:: Assignment ::
After finding the line that contains "One point marks each instance of the white leaf" in the entries below, retype it and every following line precisely, the last included.

:: Supplied material ::
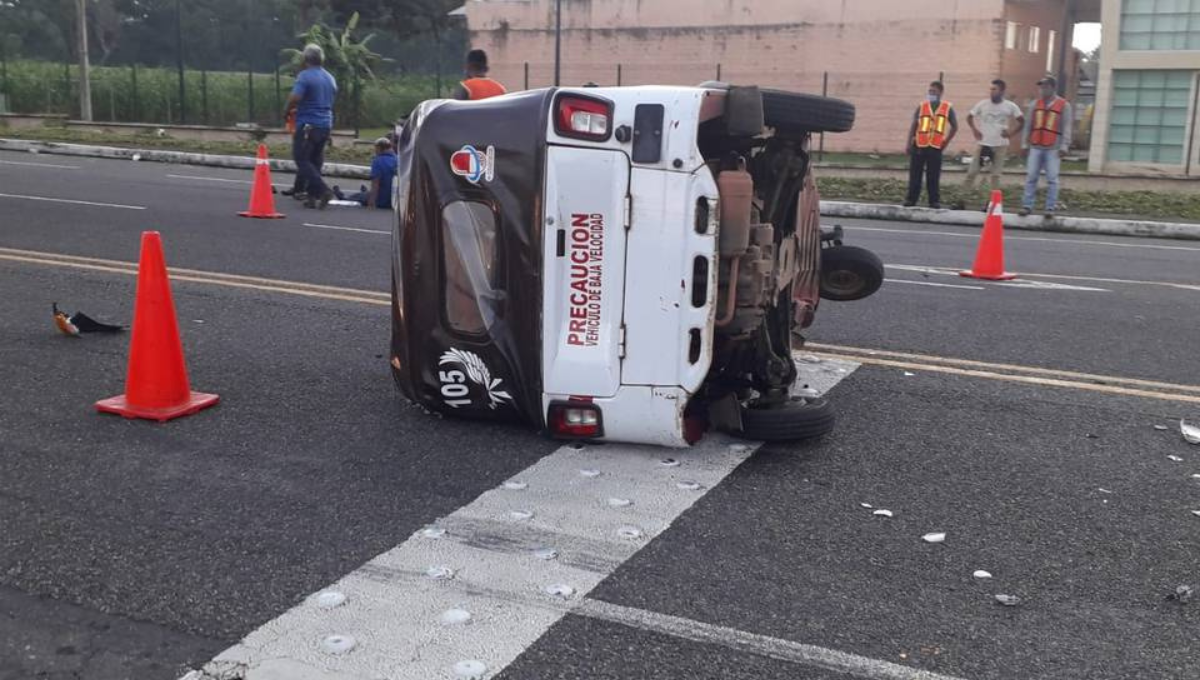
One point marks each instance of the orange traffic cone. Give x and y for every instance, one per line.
x=262, y=200
x=990, y=256
x=156, y=384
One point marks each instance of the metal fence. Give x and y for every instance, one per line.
x=136, y=94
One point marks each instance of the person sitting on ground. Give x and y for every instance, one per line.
x=478, y=85
x=383, y=175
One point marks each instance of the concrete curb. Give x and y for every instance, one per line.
x=1012, y=221
x=828, y=208
x=180, y=157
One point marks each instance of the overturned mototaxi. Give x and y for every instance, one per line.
x=624, y=264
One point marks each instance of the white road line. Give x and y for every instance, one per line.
x=468, y=594
x=1011, y=238
x=73, y=202
x=762, y=645
x=935, y=284
x=347, y=228
x=219, y=180
x=40, y=164
x=951, y=271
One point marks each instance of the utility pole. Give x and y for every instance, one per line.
x=558, y=42
x=179, y=59
x=84, y=72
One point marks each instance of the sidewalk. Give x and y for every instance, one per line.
x=165, y=156
x=1032, y=223
x=828, y=208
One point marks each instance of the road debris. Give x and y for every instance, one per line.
x=330, y=599
x=1182, y=594
x=1191, y=432
x=561, y=590
x=469, y=668
x=455, y=617
x=337, y=644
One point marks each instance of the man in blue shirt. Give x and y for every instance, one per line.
x=383, y=176
x=312, y=98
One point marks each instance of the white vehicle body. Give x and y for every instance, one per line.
x=618, y=307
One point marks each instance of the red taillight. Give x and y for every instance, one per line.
x=575, y=420
x=583, y=118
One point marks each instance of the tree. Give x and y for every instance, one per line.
x=406, y=19
x=345, y=56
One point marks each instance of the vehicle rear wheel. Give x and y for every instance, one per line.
x=849, y=272
x=793, y=420
x=808, y=113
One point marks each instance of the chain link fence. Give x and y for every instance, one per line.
x=135, y=94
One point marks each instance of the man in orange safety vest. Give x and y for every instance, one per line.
x=934, y=126
x=478, y=85
x=1047, y=139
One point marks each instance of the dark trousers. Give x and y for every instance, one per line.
x=309, y=152
x=925, y=162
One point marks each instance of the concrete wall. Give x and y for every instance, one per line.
x=1113, y=58
x=880, y=54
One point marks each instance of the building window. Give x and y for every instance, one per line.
x=1012, y=30
x=1150, y=115
x=1161, y=24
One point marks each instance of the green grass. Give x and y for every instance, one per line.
x=220, y=98
x=901, y=161
x=347, y=154
x=1175, y=206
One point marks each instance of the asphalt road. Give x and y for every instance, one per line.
x=130, y=549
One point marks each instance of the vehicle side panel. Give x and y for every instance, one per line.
x=664, y=302
x=585, y=282
x=493, y=373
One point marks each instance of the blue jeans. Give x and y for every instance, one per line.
x=309, y=152
x=1042, y=160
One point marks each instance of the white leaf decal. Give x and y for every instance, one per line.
x=478, y=373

:: Completed exercise ::
One point marks each instance of the white leaf decal. Give x and y for every instance, one per line.
x=478, y=373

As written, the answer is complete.